## Texte à lire
Et "l'état" dans tout cela, qu'est-ce que c'est ?

L'état n'est que l'organisme institutionnel qui contrôle une population. Rares sont les cas où l'Etat représente un peuple dans son intégralité. Il n'y a pas d'Etat Sioux, Arménien, Basque mais il y a une nation Sioux, Arménienne, Basque.

SURVIE

Quel est le terme, le mot, vous paraissant le plus fondamental dans l'ethnisme ?

En dehors de '"langue" qui aide à définir l'ethnie, c'est le mot "survie". Car tout, y compris la langue, est rattaché à la dynamique de survie du groupe. La notion de bien être, la santé, tout est étroitement lié à la survie.

LES LANGUES MEURENT-ELLES ?

Mais la réalité n'est-elle pas que certaines langues dites minoritaires sont en voie d'extinction ?

En Occident, jusqu'en 1950, le mouvement général tendait en effet à supposer la disparition des minorités. Pourtant, depuis 20 ans, le phénomène d'acculturation d'un grand nombre d'ethnies dites minoritaires semble être en diminution. Actuellement, nous observons une tendance vers l'affirmation des langues autochtones, tout particulièrement en Europe où, contrairement à ce que nous pouvions prévoir avec l'avènement des mass media et du progrès technologique, nous assistons à des prises de conscience culturelle, à un réveil des langues minoritaires et non pas à un renforcement des forces centralisatrices. Voyez l'Ecosse, le pays Basque, les Flandres, la Catalogne, etc. La division de la Belgique en zones linguistiques est un exemple flagrant.

Comment expliquez-vous ce retour à l'affirmation des identités ? Ne serait-ce pas le chant du cygne avant sa mort ?

Je propose trois explications. La première est que depuis à peu près le 10ème siècle pour l'Europe et 100 ans pour le monde les grands mouvements d'immigration se sont tassés sinon arrêtés. De ce fait, la formation de langues nouvelles aussi. Il y a donc eu sédentarisation des populations sur des territoires fixes, sédentarisation qui a permis aux peuples de réaliser, dans leur ethnocentrisme, une opération que j'appelle "l'inventaire", c'est-à-dire la prise de conscience de leur identité.

Données sources:
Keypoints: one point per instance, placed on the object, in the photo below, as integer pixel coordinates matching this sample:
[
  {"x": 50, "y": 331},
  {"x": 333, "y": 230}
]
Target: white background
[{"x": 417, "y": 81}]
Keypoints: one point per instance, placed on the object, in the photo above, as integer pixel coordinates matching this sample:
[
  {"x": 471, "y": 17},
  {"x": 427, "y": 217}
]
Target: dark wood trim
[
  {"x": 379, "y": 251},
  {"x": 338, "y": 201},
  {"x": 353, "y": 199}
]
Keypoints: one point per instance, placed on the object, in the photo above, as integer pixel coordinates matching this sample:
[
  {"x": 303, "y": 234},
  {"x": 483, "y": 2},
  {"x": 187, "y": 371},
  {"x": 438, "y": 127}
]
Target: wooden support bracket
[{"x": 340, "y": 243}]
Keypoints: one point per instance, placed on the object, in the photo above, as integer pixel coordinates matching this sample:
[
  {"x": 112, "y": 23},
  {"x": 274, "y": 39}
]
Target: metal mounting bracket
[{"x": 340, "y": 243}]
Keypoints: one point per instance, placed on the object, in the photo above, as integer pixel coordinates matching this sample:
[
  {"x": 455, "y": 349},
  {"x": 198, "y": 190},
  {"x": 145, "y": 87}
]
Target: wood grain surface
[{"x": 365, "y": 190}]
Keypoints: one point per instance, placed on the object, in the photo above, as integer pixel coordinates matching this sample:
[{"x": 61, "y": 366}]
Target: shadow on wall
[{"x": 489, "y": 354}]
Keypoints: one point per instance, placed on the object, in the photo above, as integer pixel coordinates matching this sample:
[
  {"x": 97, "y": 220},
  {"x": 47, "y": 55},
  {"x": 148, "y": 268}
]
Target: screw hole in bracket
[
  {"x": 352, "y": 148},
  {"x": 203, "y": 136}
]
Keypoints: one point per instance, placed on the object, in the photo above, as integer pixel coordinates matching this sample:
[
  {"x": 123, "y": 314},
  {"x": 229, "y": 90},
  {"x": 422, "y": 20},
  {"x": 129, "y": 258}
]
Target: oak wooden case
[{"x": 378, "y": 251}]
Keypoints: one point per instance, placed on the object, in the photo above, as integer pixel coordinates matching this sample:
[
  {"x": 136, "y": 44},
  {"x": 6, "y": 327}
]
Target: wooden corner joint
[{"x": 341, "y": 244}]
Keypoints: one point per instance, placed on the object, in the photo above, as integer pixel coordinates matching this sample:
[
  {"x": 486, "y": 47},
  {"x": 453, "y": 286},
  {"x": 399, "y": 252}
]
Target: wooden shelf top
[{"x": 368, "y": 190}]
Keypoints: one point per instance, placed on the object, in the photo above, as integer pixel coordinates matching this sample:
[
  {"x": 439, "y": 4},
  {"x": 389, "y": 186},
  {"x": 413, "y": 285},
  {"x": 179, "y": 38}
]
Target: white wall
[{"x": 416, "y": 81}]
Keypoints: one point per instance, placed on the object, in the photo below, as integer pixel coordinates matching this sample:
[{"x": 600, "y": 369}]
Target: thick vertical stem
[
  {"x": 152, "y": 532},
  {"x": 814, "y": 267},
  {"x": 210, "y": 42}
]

## Consigne de l'exercice
Recopiez à l'identique le passage du texte sur l'ethnisme qui s'ouvre sur les mots contenant « L'état n'est que » et se clôt sur « voie d'extinction ? ».

## Résultat attendu
L'état n'est que l'organisme institutionnel qui contrôle une population. Rares sont les cas où l'Etat représente un peuple dans son intégralité. Il n'y a pas d'Etat Sioux, Arménien, Basque mais il y a une nation Sioux, Arménienne, Basque.

SURVIE

Quel est le terme, le mot, vous paraissant le plus fondamental dans l'ethnisme ?

En dehors de '"langue" qui aide à définir l'ethnie, c'est le mot "survie". Car tout, y compris la langue, est rattaché à la dynamique de survie du groupe. La notion de bien être, la santé, tout est étroitement lié à la survie.

LES LANGUES MEURENT-ELLES ?

Mais la réalité n'est-elle pas que certaines langues dites minoritaires sont en voie d'extinction ?